Reproduce the listing below exactly. Pictures do not belong in the copy.

# Source material
--- START ---
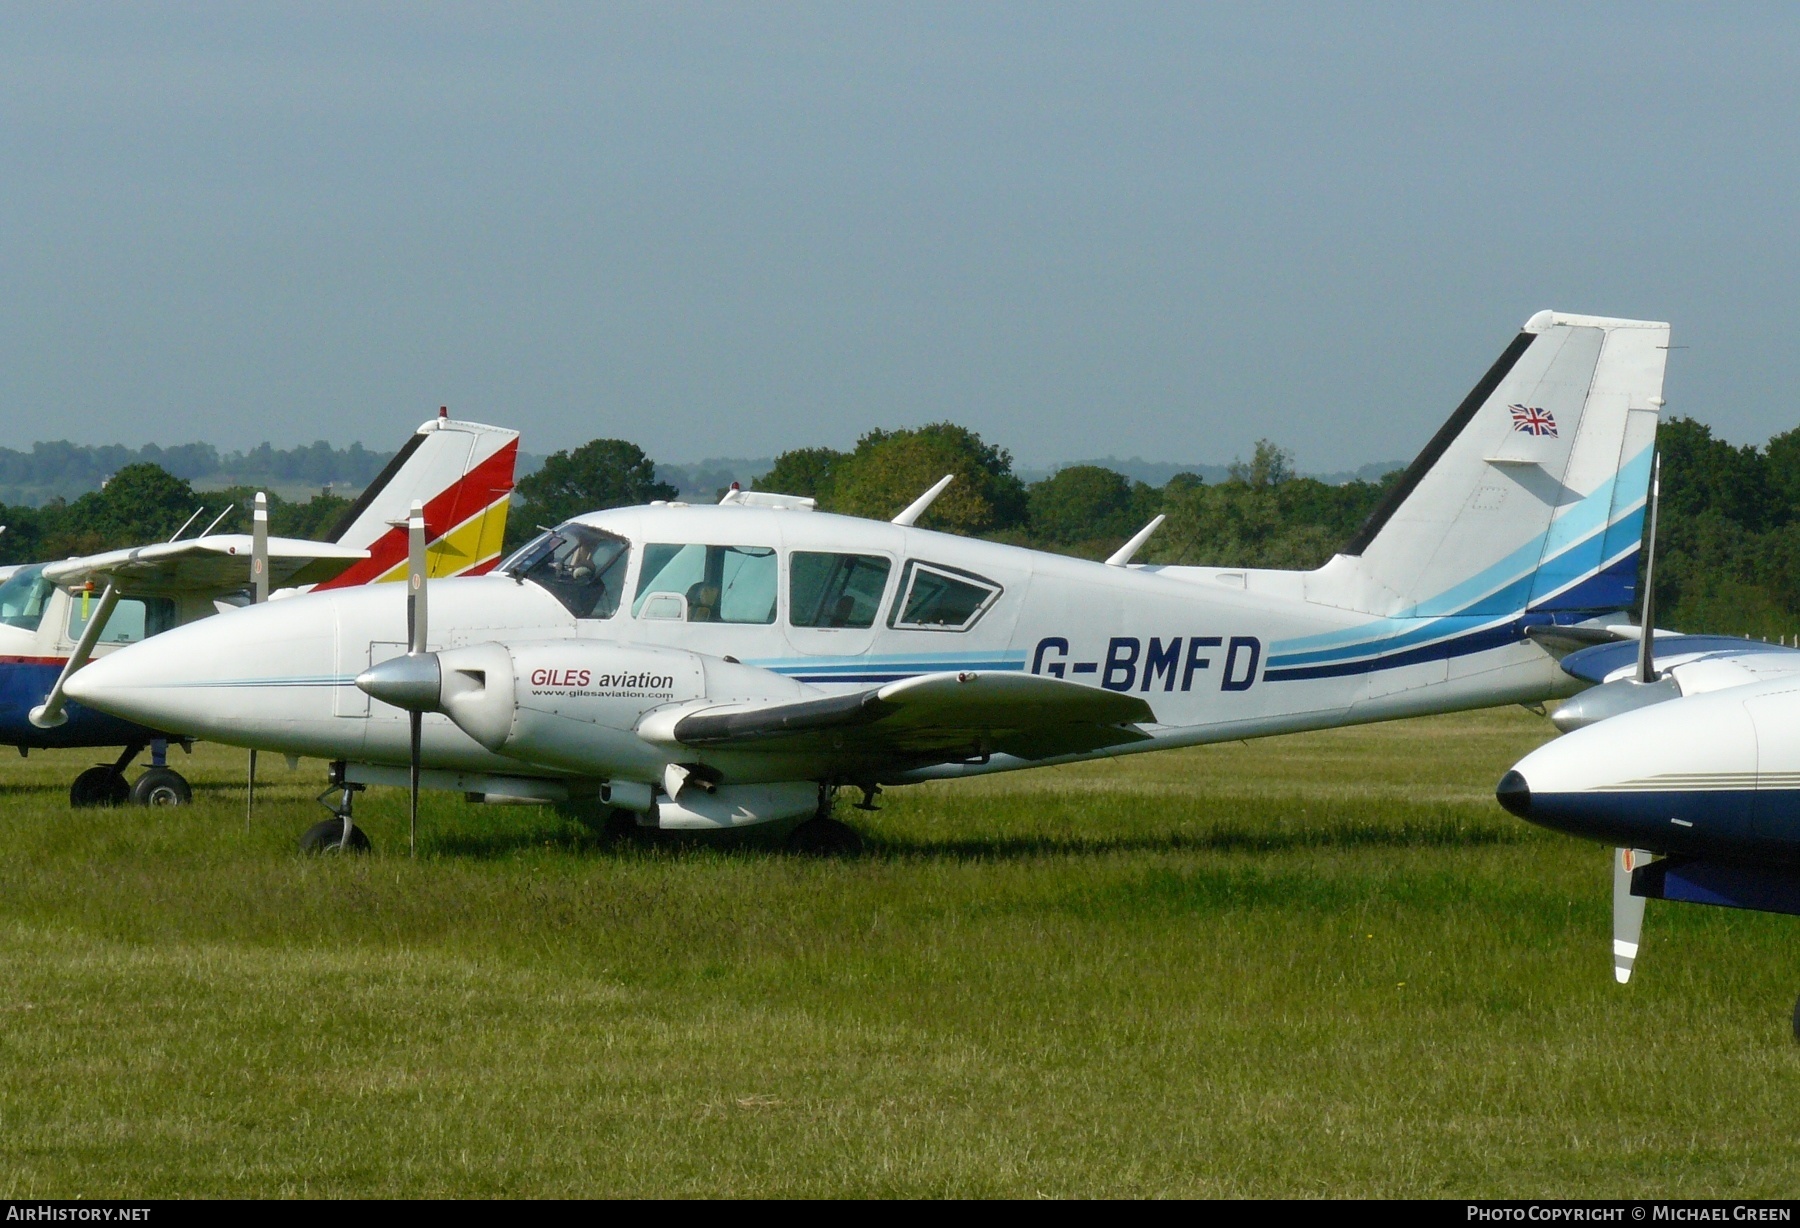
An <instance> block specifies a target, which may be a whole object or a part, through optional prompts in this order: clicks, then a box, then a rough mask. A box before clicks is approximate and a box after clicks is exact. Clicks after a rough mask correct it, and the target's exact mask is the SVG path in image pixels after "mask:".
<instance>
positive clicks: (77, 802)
mask: <svg viewBox="0 0 1800 1228" xmlns="http://www.w3.org/2000/svg"><path fill="white" fill-rule="evenodd" d="M130 794H131V787H130V785H126V783H124V776H121V774H119V772H115V771H113V769H110V767H90V769H88V771H85V772H81V774H79V776H76V783H72V785H70V787H68V805H72V807H74V808H77V810H86V808H90V807H119V805H124V799H126V798H128V796H130Z"/></svg>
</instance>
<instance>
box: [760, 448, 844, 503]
mask: <svg viewBox="0 0 1800 1228" xmlns="http://www.w3.org/2000/svg"><path fill="white" fill-rule="evenodd" d="M848 456H850V454H848V452H839V450H837V448H792V450H790V452H783V454H781V456H778V457H776V463H774V465H772V466H770V468H769V472H767V474H763V475H761V477H758V479H756V490H769V492H774V493H778V495H805V497H808V499H830V495H832V477H833V474H837V466H839V465H842V463H844V459H846V457H848Z"/></svg>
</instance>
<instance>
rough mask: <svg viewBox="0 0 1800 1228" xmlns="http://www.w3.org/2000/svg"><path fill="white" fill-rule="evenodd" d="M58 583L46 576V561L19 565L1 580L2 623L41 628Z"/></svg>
mask: <svg viewBox="0 0 1800 1228" xmlns="http://www.w3.org/2000/svg"><path fill="white" fill-rule="evenodd" d="M52 592H56V585H54V583H50V582H49V580H45V578H43V564H36V565H32V567H20V569H18V571H14V573H13V574H11V576H9V578H7V582H5V583H0V623H4V625H7V627H22V628H23V630H38V623H41V621H43V610H45V607H47V605H49V603H50V594H52Z"/></svg>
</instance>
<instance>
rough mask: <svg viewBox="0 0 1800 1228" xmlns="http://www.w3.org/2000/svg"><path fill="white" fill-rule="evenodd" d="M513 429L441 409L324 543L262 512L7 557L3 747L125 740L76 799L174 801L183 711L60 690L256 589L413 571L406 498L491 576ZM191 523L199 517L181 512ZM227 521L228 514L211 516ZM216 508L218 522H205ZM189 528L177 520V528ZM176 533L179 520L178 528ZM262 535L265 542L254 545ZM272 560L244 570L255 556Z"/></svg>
mask: <svg viewBox="0 0 1800 1228" xmlns="http://www.w3.org/2000/svg"><path fill="white" fill-rule="evenodd" d="M517 457H518V432H517V430H502V429H499V427H486V425H481V423H466V421H454V420H450V416H448V411H439V416H437V418H432V420H428V421H427V423H425V425H421V427H419V429H418V432H414V434H412V438H410V439H407V443H405V447H403V448H401V450H400V452H398V454H396V456H394V459H392V461H389V465H387V466H385V468H383V470H382V474H380V475H378V477H376V479H374V481H373V483H371V484H369V486H367V490H364V492H362V495H360V497H358V499H356V502H355V504H351V506H349V508H347V510H346V513H344V517H342V519H340V522H338V524H337V528H335V529H333V533H331V535H329V537H328V538H326V540H324V542H304V540H297V538H281V537H268V535H266V531H268V524H266V511H263V510H261V508H259V510H257V511H256V520H254V526H252V533H211V531H205V533H202V535H200V537H193V538H187V540H169V542H160V544H155V546H139V547H131V549H117V551H106V553H103V555H86V556H79V558H67V560H59V562H49V564H31V565H23V567H11V569H7V573H9V574H5V580H4V583H0V744H13V745H16V747H18V751H20V754H25V753H29V751H32V749H36V747H90V745H92V747H122V751H121V754H119V758H117V760H113V762H112V763H101V765H95V767H92V769H88V771H85V772H81V774H79V776H77V778H76V781H74V785H72V787H70V790H68V801H70V805H74V807H90V805H117V803H122V801H126V799H131V801H139V803H144V805H178V803H184V801H187V799H189V798H191V790H189V785H187V781H185V780H184V778H182V776H180V772H175V771H173V769H169V767H167V762H166V753H167V742H171V740H178V742H189V740H191V738H193V735H194V733H196V731H194V729H189V727H187V726H182V724H180V722H166V720H151V722H139V720H131V718H121V717H115V715H110V713H103V711H97V709H88V708H85V706H83V704H79V702H74V704H70V702H67V699H68V679H72V677H74V673H76V672H77V670H81V668H83V666H85V664H88V661H90V659H97V657H104V655H106V654H112V652H117V650H119V648H124V646H128V645H135V643H140V641H144V639H148V637H151V636H157V634H166V632H169V630H171V628H175V627H182V625H189V623H194V621H198V619H209V621H211V616H212V614H216V612H218V610H221V609H223V610H229V609H232V607H234V605H241V603H247V601H250V600H252V598H254V596H256V594H257V592H261V594H268V592H270V589H274V596H277V598H284V596H292V592H295V591H302V589H304V591H319V592H333V591H344V589H349V587H355V585H365V583H373V582H380V580H398V578H401V576H403V574H405V571H407V533H405V529H401V528H394V522H396V519H403V517H405V515H407V508H409V506H410V504H412V502H414V501H421V502H423V504H425V524H427V531H428V535H430V538H432V547H430V549H432V558H430V571H432V574H437V576H450V574H459V573H470V574H473V573H484V571H488V569H491V567H493V564H495V562H499V555H500V538H502V535H504V531H506V508H508V497H509V493H511V488H513V466H515V461H517ZM194 519H198V513H196V515H194V517H193V519H191V520H189V524H193V520H194ZM223 519H225V517H223V515H221V517H220V520H223ZM220 520H214V528H216V526H218V522H220ZM185 529H187V526H182V531H185ZM176 538H180V531H178V533H176ZM259 544H261V546H259ZM259 549H261V551H263V553H265V555H266V571H265V574H261V576H256V574H252V556H256V555H257V551H259ZM146 747H149V749H151V754H153V760H151V767H149V769H148V771H146V772H142V774H140V776H139V778H137V780H135V781H131V783H126V769H128V767H130V765H131V760H135V758H137V756H139V754H140V753H142V751H144V749H146Z"/></svg>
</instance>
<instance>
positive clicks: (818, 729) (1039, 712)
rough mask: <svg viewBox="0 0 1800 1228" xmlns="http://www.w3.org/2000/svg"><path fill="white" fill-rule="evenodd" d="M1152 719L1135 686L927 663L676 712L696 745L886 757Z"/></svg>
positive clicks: (718, 746)
mask: <svg viewBox="0 0 1800 1228" xmlns="http://www.w3.org/2000/svg"><path fill="white" fill-rule="evenodd" d="M1141 720H1154V715H1152V711H1150V706H1148V704H1145V702H1143V700H1141V699H1136V697H1132V695H1121V693H1118V691H1103V690H1098V688H1093V686H1080V684H1076V682H1066V681H1062V679H1053V677H1040V675H1035V673H997V672H983V673H925V675H922V677H914V679H904V681H900V682H889V684H886V686H878V688H875V690H868V691H857V693H853V695H832V697H830V699H810V700H799V702H788V704H772V706H763V708H733V709H707V711H698V713H689V715H686V717H682V718H680V720H677V722H675V727H673V736H675V740H677V742H680V744H682V745H691V747H695V749H733V751H783V753H792V751H828V753H844V754H850V756H864V758H884V760H920V758H925V760H934V762H941V760H945V758H976V756H981V754H1013V756H1019V758H1026V760H1044V758H1055V756H1058V754H1076V753H1082V751H1098V749H1102V747H1107V745H1123V744H1127V742H1143V740H1148V736H1150V735H1147V733H1143V731H1141V729H1134V727H1132V726H1134V724H1136V722H1141Z"/></svg>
--- END ---
# Task response
An <instance> block specifies a target, which may be a whole object or a part, through optional prompts in this order: clicks, then a box, then a rough mask. A box before clicks is approximate and a box after clicks is exact. Clicks after a rough mask correct it, and the target's exact mask is the SVG path in image pixels after "mask:".
<instance>
positive clicks: (77, 802)
mask: <svg viewBox="0 0 1800 1228" xmlns="http://www.w3.org/2000/svg"><path fill="white" fill-rule="evenodd" d="M130 794H131V787H130V785H126V783H124V776H121V774H119V772H115V771H113V769H110V767H90V769H88V771H85V772H81V774H79V776H76V783H72V785H70V787H68V805H72V807H74V808H77V810H86V808H90V807H119V805H124V799H126V798H128V796H130Z"/></svg>
</instance>
<instance>
box: [760, 448, 844, 503]
mask: <svg viewBox="0 0 1800 1228" xmlns="http://www.w3.org/2000/svg"><path fill="white" fill-rule="evenodd" d="M848 456H850V454H848V452H839V450H837V448H792V450H790V452H783V454H781V456H778V457H776V463H774V465H772V466H770V468H769V472H767V474H763V475H761V477H758V479H756V490H769V492H774V493H778V495H805V497H808V499H830V495H832V477H833V474H837V466H839V465H842V463H844V459H846V457H848Z"/></svg>
</instance>
<instance>
rough mask: <svg viewBox="0 0 1800 1228" xmlns="http://www.w3.org/2000/svg"><path fill="white" fill-rule="evenodd" d="M58 583L46 576V561L19 565L1 580L2 623L41 628Z"/></svg>
mask: <svg viewBox="0 0 1800 1228" xmlns="http://www.w3.org/2000/svg"><path fill="white" fill-rule="evenodd" d="M52 592H56V585H54V583H50V582H49V580H45V578H43V564H36V565H32V567H20V569H18V571H14V573H13V574H11V576H9V578H7V582H5V583H0V623H4V625H7V627H22V628H23V630H38V623H41V621H43V610H45V607H47V605H49V603H50V594H52Z"/></svg>
</instance>
<instance>
rough mask: <svg viewBox="0 0 1800 1228" xmlns="http://www.w3.org/2000/svg"><path fill="white" fill-rule="evenodd" d="M513 429L441 409L324 543L262 512L7 557L3 747L125 740L76 799L174 801L183 711L60 690L256 589L413 571L406 498L491 576ZM191 523L199 517L181 512ZM227 521L228 514L211 516ZM216 508L218 522H205ZM189 528L177 520V528ZM176 533L179 520L178 528ZM262 535L265 542L254 545ZM272 560L244 570L255 556Z"/></svg>
mask: <svg viewBox="0 0 1800 1228" xmlns="http://www.w3.org/2000/svg"><path fill="white" fill-rule="evenodd" d="M517 457H518V432H517V430H502V429H499V427H486V425H481V423H466V421H454V420H450V416H448V411H439V416H437V418H432V420H428V421H427V423H425V425H421V427H419V429H418V432H414V434H412V438H410V439H407V443H405V447H403V448H401V450H400V452H398V454H396V456H394V459H392V461H389V465H387V466H385V468H383V470H382V474H380V475H378V477H376V479H374V481H373V483H371V484H369V486H367V490H364V492H362V495H360V497H358V499H356V502H355V504H351V506H349V508H347V510H346V513H344V517H342V519H340V522H338V524H337V528H335V529H333V533H331V535H329V537H328V538H326V540H324V542H304V540H297V538H281V537H268V535H266V531H268V524H266V511H263V510H261V508H259V510H257V511H256V520H254V526H252V533H211V531H205V533H202V535H200V537H193V538H187V540H169V542H160V544H155V546H139V547H131V549H117V551H106V553H103V555H86V556H79V558H67V560H59V562H49V564H31V565H23V567H11V569H7V573H9V574H5V580H4V583H0V744H13V745H16V747H18V751H20V754H25V753H29V751H32V749H36V747H90V745H92V747H122V751H121V754H119V758H117V760H113V762H112V763H101V765H95V767H92V769H88V771H85V772H81V774H79V776H77V778H76V781H74V785H72V787H70V790H68V801H70V805H74V807H90V805H117V803H122V801H126V799H131V801H139V803H144V805H178V803H184V801H187V799H189V798H191V790H189V785H187V781H185V780H184V778H182V776H180V772H175V771H173V769H169V767H167V762H166V753H167V742H171V740H178V742H189V740H191V738H193V735H194V733H196V731H194V729H189V727H187V726H182V724H180V722H166V720H151V722H139V720H131V718H121V717H115V715H110V713H103V711H97V709H88V708H85V706H83V704H79V702H74V704H70V702H67V699H68V679H72V677H74V673H76V672H77V670H81V668H83V666H85V664H88V661H90V659H97V657H104V655H106V654H112V652H117V650H119V648H124V646H128V645H135V643H140V641H144V639H148V637H151V636H157V634H166V632H169V630H171V628H175V627H182V625H189V623H194V621H198V619H209V621H211V616H212V614H216V612H218V610H221V609H223V610H229V609H232V607H234V605H241V603H247V601H250V600H252V598H254V596H256V594H257V592H261V594H268V592H270V589H274V596H277V598H284V596H292V592H295V591H302V589H304V591H319V592H333V591H344V589H349V587H355V585H365V583H373V582H380V580H398V578H401V576H403V574H405V571H407V533H405V529H401V528H394V522H396V519H403V517H405V515H407V508H409V506H410V504H412V502H414V501H421V502H423V504H425V524H427V531H428V535H430V538H432V547H430V549H432V558H430V571H432V574H437V576H450V574H459V573H470V574H473V573H484V571H488V569H491V567H493V564H495V562H499V555H500V538H502V535H504V531H506V508H508V497H509V493H511V488H513V466H515V461H517ZM194 519H198V513H196V515H194V517H193V519H191V520H189V524H193V520H194ZM223 519H225V517H223V515H221V517H220V520H223ZM220 520H214V528H216V526H218V522H220ZM185 529H187V526H182V531H185ZM176 538H180V531H178V533H176ZM259 544H261V546H259ZM259 549H261V551H263V553H265V555H266V571H265V574H261V576H256V574H252V556H256V555H257V551H259ZM146 747H149V749H151V754H153V760H151V767H149V769H148V771H146V772H142V774H140V776H139V778H137V780H135V781H131V783H126V769H128V767H130V765H131V760H135V758H137V756H139V754H140V753H142V751H144V749H146Z"/></svg>
</instance>
<instance>
positive clicks: (818, 729) (1039, 712)
rough mask: <svg viewBox="0 0 1800 1228" xmlns="http://www.w3.org/2000/svg"><path fill="white" fill-rule="evenodd" d="M1152 719L1135 686L927 663L676 712L696 745L886 757Z"/></svg>
positive clicks: (718, 746)
mask: <svg viewBox="0 0 1800 1228" xmlns="http://www.w3.org/2000/svg"><path fill="white" fill-rule="evenodd" d="M1141 720H1154V715H1152V711H1150V706H1148V704H1145V702H1143V700H1141V699H1136V697H1132V695H1121V693H1118V691H1103V690H1098V688H1093V686H1080V684H1076V682H1066V681H1062V679H1053V677H1040V675H1035V673H997V672H983V673H925V675H922V677H914V679H904V681H900V682H889V684H886V686H878V688H875V690H868V691H857V693H853V695H832V697H830V699H810V700H799V702H788V704H772V706H763V708H733V709H707V711H698V713H689V715H686V717H682V718H680V720H677V722H675V727H673V736H675V740H677V742H680V744H682V745H691V747H695V749H733V751H783V753H792V751H828V753H844V754H850V756H864V758H884V760H920V758H925V760H934V762H941V760H945V758H976V756H981V754H1013V756H1019V758H1026V760H1044V758H1055V756H1058V754H1076V753H1082V751H1098V749H1102V747H1107V745H1123V744H1127V742H1143V740H1148V736H1150V735H1147V733H1143V731H1141V729H1134V727H1132V726H1134V724H1136V722H1141Z"/></svg>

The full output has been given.